======== Textauszug ========
Über Wohl und Wehe entscheidet der Export nach China. Da dort die Wirtschaft schwächelt und die Kaufkraft stagniert, glaubt das USDA nicht an Zuwächse. Zudem versucht das Reich der Mitte, durch Direktinvestitionen in ausländische Milchstandorte die Eigenversorgung zu verbessern. Die Chinesen werden aber auch künftig nicht um internationale Zukäufe herumkommen.


Viele Kleinbauern haben sich angesichts schlechter Erlöse und eventuell auch als Reaktion auf politischen Druck Pekings in den letzten Jahren aus der Milchviehhaltung verabschiedet. 2017 soll der Gesamtbestand um weitere 500000 auf 7,5 Mio. Kühe sinken. Im Rahmen des Strukturwandels steigen zwar die mittleren Leistungen um 5% auf 4700 kg pro Kuh. Trotzdem geht die chinesische Milchmenge 2017 um weitere 2% auf insgesamt 35 Mio. t zurück, glaubt das USDA. Exporteure sind also gut beraten, mit chinesischen Abnehmern im Gespräch zu bleiben. Je besser das gelingt, desto eher gibt es auch Chancen, die hohen Magermilchpulver-Vorräte, die Brüssel angehäuft hat, doch noch zu halbwegs attraktiven Preisen zu vermarkten. Bei der letzten Ausschreibung gab es nur sehr enttäuschende Gebote dafür.
======== Bereitgestellte Auflistung ========
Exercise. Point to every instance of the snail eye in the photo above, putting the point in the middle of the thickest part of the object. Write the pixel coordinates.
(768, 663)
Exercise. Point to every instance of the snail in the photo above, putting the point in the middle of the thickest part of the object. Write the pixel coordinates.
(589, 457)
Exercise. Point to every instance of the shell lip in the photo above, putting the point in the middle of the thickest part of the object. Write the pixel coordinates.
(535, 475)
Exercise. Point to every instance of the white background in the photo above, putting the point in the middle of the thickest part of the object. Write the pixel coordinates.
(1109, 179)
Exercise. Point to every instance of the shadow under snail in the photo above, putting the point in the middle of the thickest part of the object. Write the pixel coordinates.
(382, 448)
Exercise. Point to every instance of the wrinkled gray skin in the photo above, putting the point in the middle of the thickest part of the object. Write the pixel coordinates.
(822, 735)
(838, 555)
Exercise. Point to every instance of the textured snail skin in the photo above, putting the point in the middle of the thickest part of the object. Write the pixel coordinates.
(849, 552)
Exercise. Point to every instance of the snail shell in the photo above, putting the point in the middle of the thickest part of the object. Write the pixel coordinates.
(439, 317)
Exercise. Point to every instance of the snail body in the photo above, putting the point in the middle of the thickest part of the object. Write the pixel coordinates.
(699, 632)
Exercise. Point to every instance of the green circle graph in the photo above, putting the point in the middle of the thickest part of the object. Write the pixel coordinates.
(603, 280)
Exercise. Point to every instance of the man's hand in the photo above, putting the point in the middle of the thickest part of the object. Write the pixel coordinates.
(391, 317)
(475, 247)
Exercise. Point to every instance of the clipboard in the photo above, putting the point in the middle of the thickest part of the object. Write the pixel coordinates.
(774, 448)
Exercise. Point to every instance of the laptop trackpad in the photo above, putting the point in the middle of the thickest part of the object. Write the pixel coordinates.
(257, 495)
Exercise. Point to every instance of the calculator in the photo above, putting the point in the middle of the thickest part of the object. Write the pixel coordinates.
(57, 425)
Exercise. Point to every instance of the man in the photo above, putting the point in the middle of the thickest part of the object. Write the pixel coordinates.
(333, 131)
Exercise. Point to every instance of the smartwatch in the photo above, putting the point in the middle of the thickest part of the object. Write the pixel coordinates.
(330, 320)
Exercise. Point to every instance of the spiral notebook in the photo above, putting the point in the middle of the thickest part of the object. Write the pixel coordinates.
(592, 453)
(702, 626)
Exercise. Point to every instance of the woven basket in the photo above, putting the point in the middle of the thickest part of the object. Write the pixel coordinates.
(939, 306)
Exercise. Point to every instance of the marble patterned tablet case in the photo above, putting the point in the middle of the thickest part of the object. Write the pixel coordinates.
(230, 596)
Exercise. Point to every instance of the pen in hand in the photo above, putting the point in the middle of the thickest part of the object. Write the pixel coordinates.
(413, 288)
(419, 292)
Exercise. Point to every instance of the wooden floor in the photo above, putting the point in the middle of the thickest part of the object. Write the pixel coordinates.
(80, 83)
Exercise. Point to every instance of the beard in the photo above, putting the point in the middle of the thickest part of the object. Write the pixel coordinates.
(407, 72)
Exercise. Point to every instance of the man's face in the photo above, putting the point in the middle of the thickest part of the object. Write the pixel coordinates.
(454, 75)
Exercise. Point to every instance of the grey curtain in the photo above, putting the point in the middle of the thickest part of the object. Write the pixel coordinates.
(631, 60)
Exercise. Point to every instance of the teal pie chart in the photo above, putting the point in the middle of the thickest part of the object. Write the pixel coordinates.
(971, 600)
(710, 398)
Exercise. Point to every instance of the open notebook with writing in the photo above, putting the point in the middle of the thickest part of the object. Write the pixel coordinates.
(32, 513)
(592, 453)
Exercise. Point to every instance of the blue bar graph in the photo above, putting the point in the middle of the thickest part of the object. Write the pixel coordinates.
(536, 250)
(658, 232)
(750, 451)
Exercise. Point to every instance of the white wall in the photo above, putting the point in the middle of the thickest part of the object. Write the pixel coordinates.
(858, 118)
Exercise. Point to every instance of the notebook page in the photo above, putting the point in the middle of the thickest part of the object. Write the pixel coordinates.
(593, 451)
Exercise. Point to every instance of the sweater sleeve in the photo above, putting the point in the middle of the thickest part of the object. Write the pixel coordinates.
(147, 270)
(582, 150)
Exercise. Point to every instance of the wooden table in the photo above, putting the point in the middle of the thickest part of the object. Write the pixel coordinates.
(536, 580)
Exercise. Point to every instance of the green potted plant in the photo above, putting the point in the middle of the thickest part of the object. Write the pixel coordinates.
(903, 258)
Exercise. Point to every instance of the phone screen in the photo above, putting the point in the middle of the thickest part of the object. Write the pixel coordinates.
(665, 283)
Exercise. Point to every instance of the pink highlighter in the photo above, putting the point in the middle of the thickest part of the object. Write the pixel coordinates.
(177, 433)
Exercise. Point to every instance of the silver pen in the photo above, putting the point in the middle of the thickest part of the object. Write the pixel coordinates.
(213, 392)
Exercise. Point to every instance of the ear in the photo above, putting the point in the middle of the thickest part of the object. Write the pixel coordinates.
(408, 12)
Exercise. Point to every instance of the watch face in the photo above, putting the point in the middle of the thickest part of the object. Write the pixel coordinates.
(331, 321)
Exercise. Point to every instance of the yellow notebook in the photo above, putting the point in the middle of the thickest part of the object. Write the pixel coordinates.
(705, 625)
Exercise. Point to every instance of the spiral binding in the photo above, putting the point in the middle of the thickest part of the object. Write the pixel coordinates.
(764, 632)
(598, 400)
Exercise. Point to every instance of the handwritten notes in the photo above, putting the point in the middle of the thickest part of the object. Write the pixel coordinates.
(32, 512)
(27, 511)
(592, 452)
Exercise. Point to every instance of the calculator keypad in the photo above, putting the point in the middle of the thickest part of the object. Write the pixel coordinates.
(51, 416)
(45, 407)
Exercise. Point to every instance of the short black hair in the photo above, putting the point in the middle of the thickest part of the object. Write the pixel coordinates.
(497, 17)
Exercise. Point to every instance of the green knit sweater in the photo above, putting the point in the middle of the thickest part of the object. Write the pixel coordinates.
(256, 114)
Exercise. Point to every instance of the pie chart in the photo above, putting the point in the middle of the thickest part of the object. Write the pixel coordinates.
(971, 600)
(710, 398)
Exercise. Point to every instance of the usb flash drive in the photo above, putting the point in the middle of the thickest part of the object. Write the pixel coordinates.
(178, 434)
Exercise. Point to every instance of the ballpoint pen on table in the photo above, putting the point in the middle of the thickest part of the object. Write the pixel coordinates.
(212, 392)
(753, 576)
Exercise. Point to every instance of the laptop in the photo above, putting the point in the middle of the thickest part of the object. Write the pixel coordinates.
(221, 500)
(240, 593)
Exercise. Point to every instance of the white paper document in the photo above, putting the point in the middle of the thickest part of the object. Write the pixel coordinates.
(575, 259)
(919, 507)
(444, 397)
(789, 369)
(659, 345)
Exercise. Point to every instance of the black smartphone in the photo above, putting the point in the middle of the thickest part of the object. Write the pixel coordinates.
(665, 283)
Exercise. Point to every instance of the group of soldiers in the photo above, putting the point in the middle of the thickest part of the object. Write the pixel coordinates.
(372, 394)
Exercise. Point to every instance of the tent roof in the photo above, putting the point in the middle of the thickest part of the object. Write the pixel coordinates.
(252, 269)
========
__Aufgabe A__:
Auf wie viele Kühe soll der chinesische Gesamtbestand laut Textauszug 2017 sinken?
__Aufgabe B__:
Schreiben Sie aus dem Textauszug den Abschnitt ab, der bei „Viele Kleinbauern haben“ beginnt und bei „enttäuschende Gebote dafür.“ endet.

__Erwartete Antwort A__:
Auf 7,5 Mio. Kühe.

__Erwartete Antwort B__:
Viele Kleinbauern haben sich angesichts schlechter Erlöse und eventuell auch als Reaktion auf politischen Druck Pekings in den letzten Jahren aus der Milchviehhaltung verabschiedet. 2017 soll der Gesamtbestand um weitere 500000 auf 7,5 Mio. Kühe sinken. Im Rahmen des Strukturwandels steigen zwar die mittleren Leistungen um 5% auf 4700 kg pro Kuh. Trotzdem geht die chinesische Milchmenge 2017 um weitere 2% auf insgesamt 35 Mio. t zurück, glaubt das USDA. Exporteure sind also gut beraten, mit chinesischen Abnehmern im Gespräch zu bleiben. Je besser das gelingt, desto eher gibt es auch Chancen, die hohen Magermilchpulver-Vorräte, die Brüssel angehäuft hat, doch noch zu halbwegs attraktiven Preisen zu vermarkten. Bei der letzten Ausschreibung gab es nur sehr enttäuschende Gebote dafür.